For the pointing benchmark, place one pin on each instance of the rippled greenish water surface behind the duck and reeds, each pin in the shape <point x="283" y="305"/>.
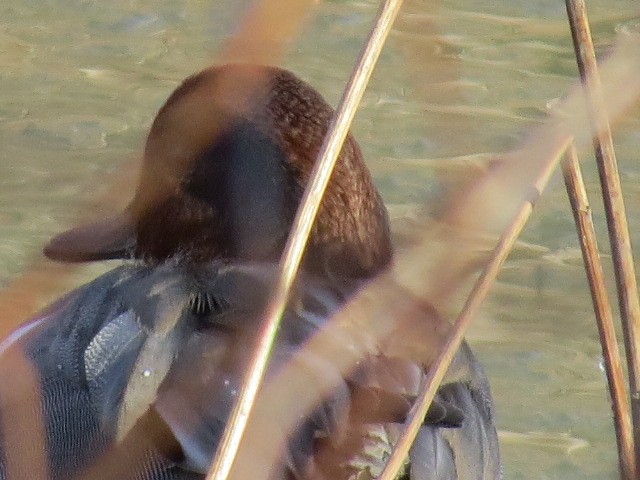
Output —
<point x="82" y="81"/>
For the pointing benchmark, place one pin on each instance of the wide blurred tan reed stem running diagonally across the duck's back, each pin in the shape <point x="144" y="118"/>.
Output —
<point x="418" y="273"/>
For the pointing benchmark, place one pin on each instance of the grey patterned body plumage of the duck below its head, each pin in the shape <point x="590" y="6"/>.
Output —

* * * * * * * * *

▸ **How to complete this task**: If a line in the records above contains "each", copy that line.

▸ **Result of the task**:
For the pointing benchmark, place one pin on each instance of the rippled greenish water surface behind the duck and reeds, each pin in the shape <point x="283" y="305"/>.
For the pointing benchmark, place one pin on each instance of the wide blurred tan reed stem running diagonally across the duck's back, each pin in the shape <point x="144" y="118"/>.
For the pointing benchmark, place one pin on each instance of the grey patterned body plumage of the duck below its head, each pin in the shape <point x="590" y="6"/>.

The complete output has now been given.